→ **WHAT IS EXPECTED**
The line containing "[locate] airborne surfer" marks where to begin; quote it and every line after it through the end of the data, exactly as written.

◇ ◇ ◇ ◇

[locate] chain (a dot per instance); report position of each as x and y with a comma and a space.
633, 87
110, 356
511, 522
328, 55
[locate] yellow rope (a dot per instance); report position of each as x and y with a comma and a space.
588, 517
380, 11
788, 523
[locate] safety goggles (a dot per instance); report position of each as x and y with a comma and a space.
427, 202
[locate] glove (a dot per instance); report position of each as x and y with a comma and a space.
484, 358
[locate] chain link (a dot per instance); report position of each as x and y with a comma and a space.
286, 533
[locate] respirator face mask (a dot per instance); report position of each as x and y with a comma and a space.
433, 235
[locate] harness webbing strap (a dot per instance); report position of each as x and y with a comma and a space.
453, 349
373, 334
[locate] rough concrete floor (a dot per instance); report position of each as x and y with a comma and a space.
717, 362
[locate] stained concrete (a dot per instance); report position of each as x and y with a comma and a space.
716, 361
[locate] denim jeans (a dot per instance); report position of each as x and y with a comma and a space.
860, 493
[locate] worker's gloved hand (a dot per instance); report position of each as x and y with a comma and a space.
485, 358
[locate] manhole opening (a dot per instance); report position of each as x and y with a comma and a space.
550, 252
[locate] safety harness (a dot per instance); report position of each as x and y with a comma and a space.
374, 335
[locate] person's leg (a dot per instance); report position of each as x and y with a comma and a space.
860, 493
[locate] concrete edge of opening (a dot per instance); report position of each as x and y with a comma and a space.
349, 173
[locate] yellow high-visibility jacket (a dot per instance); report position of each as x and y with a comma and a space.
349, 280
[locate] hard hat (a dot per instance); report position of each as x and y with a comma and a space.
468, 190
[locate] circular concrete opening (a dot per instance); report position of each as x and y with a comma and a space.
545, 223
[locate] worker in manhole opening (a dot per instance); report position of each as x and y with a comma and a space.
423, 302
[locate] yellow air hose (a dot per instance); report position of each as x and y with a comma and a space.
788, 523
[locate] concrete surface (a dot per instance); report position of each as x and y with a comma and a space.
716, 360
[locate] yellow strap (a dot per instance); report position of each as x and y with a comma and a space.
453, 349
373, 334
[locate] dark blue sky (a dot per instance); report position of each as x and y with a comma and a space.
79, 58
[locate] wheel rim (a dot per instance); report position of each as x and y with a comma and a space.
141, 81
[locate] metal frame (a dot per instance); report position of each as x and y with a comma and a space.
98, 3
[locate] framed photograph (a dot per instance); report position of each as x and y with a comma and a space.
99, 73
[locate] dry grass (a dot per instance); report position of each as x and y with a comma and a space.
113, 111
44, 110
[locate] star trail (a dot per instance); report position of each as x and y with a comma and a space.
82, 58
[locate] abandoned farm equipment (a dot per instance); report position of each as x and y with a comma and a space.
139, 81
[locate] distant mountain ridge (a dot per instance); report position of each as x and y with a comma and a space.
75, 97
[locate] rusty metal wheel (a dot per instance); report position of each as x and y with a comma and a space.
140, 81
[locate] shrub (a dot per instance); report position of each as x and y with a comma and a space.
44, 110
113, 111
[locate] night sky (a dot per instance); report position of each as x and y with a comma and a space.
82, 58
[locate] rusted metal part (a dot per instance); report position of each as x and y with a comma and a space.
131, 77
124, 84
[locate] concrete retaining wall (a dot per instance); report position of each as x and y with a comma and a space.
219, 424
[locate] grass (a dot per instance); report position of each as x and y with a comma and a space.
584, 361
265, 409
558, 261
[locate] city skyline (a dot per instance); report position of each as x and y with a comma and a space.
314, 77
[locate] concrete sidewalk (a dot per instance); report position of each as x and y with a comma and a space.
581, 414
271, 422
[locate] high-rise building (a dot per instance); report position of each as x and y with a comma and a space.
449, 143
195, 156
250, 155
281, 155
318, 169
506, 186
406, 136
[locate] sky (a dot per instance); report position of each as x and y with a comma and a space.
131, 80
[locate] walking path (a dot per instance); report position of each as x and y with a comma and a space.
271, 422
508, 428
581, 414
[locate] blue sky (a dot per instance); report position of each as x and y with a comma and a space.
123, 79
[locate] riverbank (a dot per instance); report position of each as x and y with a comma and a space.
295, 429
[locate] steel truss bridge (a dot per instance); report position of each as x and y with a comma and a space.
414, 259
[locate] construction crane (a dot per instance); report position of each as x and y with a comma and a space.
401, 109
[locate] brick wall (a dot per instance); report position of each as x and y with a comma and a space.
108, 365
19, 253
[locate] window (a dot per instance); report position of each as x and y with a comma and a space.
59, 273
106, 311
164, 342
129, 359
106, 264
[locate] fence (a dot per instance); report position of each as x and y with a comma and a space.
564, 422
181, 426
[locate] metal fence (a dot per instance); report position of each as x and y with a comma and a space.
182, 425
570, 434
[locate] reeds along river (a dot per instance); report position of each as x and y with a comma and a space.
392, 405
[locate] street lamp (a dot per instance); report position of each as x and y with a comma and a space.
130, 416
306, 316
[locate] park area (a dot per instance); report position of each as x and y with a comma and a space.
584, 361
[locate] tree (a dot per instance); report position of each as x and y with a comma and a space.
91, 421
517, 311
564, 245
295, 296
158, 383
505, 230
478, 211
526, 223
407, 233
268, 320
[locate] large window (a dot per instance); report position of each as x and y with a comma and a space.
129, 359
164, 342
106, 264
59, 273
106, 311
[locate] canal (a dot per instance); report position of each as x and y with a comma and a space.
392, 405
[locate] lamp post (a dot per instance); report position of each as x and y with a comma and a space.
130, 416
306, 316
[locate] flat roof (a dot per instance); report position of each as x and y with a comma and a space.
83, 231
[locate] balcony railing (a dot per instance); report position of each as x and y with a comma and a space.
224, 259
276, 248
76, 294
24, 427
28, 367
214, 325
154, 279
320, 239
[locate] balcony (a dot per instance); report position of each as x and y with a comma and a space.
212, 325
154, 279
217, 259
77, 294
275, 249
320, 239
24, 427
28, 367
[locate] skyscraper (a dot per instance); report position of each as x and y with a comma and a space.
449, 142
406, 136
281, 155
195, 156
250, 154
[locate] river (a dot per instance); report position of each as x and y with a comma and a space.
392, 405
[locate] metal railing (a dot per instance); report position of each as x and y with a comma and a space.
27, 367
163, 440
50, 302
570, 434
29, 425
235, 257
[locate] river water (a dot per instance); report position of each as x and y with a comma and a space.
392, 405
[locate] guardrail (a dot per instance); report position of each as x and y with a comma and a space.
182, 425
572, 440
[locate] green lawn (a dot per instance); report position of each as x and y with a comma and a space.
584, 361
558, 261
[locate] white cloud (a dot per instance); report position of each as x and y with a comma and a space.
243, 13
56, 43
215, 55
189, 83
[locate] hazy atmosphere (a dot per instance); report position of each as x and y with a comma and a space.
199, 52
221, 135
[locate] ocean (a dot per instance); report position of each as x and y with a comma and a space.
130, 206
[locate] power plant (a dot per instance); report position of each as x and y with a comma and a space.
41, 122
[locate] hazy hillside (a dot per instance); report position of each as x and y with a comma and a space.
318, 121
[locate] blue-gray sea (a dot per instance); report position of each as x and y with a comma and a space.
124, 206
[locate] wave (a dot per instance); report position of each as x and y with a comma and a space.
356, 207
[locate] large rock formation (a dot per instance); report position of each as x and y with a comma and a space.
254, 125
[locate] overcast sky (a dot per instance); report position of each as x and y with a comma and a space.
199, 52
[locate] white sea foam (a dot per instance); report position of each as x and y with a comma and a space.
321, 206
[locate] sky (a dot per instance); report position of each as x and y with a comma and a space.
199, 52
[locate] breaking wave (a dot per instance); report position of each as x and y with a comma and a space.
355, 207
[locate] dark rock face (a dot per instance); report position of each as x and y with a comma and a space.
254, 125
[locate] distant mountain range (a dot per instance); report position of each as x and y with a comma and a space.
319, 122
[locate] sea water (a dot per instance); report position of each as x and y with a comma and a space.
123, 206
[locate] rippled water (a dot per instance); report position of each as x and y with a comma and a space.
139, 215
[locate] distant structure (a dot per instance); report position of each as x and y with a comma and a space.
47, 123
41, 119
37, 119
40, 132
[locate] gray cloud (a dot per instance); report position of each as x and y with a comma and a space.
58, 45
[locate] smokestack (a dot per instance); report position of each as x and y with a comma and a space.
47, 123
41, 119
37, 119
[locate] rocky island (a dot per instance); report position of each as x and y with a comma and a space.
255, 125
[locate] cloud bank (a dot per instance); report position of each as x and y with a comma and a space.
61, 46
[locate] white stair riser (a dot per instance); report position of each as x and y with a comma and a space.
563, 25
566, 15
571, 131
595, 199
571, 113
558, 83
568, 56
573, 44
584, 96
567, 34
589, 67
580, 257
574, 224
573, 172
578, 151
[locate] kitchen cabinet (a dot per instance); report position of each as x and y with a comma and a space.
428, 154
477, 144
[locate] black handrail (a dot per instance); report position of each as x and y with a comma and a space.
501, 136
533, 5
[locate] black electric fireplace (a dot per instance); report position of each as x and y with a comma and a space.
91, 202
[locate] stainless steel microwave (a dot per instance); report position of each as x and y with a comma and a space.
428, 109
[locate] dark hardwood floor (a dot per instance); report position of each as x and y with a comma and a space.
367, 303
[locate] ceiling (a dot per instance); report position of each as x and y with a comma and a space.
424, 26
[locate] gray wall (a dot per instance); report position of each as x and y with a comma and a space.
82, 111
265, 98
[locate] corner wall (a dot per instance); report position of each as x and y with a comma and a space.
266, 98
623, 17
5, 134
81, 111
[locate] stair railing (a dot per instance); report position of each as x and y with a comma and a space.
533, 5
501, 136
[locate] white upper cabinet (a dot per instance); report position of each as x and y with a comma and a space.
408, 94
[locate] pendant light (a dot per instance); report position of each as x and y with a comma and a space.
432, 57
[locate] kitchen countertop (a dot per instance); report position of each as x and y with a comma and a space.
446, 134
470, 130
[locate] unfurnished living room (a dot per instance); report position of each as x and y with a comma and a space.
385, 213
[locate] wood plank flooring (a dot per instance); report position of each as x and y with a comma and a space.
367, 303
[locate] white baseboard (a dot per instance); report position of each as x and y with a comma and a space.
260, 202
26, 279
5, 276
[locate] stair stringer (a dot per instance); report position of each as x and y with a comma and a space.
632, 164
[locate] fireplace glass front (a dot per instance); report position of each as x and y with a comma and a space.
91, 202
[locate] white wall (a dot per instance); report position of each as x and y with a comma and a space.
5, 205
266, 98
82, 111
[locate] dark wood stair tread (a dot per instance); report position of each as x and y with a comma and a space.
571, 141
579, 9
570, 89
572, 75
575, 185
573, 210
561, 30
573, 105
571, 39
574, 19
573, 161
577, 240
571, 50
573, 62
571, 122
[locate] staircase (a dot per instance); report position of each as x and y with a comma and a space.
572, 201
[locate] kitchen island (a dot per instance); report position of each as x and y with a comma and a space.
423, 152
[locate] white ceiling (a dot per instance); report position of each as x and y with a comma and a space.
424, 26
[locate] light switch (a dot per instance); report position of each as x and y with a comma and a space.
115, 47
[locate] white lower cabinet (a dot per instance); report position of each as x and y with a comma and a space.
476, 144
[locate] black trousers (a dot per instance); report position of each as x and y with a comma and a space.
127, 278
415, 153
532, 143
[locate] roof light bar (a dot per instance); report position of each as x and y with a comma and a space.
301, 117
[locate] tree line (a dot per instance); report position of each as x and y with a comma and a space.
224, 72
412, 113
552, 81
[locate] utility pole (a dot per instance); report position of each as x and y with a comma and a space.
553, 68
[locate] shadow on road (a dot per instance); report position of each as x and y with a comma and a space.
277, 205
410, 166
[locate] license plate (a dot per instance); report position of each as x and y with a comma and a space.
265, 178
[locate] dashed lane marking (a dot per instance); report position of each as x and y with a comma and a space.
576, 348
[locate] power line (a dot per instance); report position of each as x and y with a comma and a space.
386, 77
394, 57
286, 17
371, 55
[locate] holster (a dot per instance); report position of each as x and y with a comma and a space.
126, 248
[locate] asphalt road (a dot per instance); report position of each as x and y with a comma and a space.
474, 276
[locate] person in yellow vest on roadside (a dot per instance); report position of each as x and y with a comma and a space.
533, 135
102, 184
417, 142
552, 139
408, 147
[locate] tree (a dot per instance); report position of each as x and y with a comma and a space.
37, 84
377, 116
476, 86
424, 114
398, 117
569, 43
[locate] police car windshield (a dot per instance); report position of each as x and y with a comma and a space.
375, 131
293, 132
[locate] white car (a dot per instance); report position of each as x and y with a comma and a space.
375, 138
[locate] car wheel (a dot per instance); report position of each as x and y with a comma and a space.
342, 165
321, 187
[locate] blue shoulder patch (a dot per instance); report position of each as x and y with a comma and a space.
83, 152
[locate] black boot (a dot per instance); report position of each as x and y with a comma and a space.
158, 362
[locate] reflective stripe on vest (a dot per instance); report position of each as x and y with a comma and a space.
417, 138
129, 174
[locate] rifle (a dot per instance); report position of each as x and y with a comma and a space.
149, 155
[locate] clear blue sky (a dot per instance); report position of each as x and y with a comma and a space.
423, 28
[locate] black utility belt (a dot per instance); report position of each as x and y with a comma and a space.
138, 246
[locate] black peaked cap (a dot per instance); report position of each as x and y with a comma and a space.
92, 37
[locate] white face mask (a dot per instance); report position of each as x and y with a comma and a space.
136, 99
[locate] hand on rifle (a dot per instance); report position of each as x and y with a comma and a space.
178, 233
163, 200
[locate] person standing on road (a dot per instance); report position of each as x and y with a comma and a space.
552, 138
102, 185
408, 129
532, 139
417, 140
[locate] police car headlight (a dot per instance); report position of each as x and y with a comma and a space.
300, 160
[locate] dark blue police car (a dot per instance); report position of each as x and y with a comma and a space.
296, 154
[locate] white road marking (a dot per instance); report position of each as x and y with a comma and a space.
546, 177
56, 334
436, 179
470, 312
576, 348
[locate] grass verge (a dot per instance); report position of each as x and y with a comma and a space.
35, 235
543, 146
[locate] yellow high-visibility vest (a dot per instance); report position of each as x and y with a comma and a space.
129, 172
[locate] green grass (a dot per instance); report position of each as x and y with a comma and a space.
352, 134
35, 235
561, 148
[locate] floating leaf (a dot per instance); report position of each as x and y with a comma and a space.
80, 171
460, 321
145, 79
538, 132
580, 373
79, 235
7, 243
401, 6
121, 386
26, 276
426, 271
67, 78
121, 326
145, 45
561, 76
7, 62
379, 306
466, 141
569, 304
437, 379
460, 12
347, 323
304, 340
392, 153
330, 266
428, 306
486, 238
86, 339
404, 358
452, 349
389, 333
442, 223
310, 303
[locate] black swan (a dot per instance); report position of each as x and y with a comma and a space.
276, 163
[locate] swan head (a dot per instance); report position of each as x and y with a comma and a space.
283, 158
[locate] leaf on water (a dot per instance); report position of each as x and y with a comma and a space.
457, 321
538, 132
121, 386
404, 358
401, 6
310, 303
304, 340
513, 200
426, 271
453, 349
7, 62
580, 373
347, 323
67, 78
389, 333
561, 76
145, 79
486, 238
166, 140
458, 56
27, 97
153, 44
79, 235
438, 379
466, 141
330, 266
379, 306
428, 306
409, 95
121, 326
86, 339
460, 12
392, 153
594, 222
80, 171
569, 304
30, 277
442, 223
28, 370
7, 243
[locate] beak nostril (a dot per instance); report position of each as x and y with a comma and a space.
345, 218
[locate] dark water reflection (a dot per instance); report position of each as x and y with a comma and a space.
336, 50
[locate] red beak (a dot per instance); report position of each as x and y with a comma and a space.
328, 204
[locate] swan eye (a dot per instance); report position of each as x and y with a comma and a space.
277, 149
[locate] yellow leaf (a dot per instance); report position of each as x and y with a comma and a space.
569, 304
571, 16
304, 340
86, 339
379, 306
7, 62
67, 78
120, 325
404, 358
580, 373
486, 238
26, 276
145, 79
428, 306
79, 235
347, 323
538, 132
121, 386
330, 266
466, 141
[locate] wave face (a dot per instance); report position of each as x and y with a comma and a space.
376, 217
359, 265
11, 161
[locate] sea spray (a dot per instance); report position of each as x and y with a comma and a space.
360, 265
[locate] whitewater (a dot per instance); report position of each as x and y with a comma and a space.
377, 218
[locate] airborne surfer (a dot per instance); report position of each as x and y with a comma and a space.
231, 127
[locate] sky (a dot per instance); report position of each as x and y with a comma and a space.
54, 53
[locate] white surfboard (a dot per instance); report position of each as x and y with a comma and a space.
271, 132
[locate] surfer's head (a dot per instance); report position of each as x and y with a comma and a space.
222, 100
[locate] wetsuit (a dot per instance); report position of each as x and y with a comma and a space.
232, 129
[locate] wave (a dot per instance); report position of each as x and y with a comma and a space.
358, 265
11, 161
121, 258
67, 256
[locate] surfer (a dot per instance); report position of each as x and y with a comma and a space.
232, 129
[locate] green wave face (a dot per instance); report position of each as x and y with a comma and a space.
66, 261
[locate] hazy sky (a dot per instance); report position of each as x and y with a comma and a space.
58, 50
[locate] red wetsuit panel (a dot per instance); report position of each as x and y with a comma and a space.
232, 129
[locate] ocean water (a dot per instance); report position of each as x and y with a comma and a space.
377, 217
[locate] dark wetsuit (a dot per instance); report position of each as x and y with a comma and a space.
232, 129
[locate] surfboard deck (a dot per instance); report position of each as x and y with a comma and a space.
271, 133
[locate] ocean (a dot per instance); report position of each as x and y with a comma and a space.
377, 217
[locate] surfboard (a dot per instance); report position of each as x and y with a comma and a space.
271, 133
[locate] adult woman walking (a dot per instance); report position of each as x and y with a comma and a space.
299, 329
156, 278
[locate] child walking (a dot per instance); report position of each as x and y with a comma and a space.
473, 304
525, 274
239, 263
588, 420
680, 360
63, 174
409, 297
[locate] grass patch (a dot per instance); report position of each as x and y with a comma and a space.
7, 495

◇ ◇ ◇ ◇

→ **SOLUTION TO THIS EXERCISE**
[locate] airborne surfer (a dot per instance); report position of each as x and y with a comma and a space.
231, 127
[locate] sky (a dot per instance); report position of each as x and y with a comma and a space.
54, 53
[locate] white surfboard (a dot per instance); report position of each as x and y with a comma and a space.
271, 132
[locate] surfer's head (a dot per instance); report position of each as x and y with a comma and a space.
222, 100
[locate] wetsuit (a dot per instance); report position of each as x and y with a comma and a space.
232, 129
[locate] wave (a dot per instance); report position of each as x and y with a comma and a space.
358, 265
11, 161
121, 258
67, 256
[locate] surfer (a dot per instance); report position of each as x and y with a comma and a space.
232, 129
[locate] green wave face (a dot per instance); report position of each as x and y with a comma and a space.
66, 261
[locate] hazy sky (a dot per instance); report position of each as x and y with a comma and a space.
58, 50
[locate] red wetsuit panel (a dot per instance); report position of each as x and y with a comma and a space.
232, 129
[locate] ocean water (a dot per instance); report position of each as x and y with a comma and a space.
377, 217
[locate] dark wetsuit (a dot per instance); report position of each as x and y with a comma and a space.
232, 129
[locate] surfboard deck (a dot per instance); report position of each as x and y with a comma and a space.
271, 133
[locate] ocean (a dot per instance); report position of each as x and y with a comma and a space.
377, 217
[locate] surfboard (a dot per instance); report position of each as x and y with a comma and a space.
271, 133
[locate] adult woman walking (a dot per instance); report position of each as x and y with a comma and a space.
299, 329
156, 278
[locate] child walking (a dot per instance); report position of each as x and y with a comma and a space.
473, 304
525, 274
239, 263
588, 420
680, 360
63, 174
409, 297
[locate] grass patch (a dot per instance); report position of each as x and y with a comma and a space.
7, 495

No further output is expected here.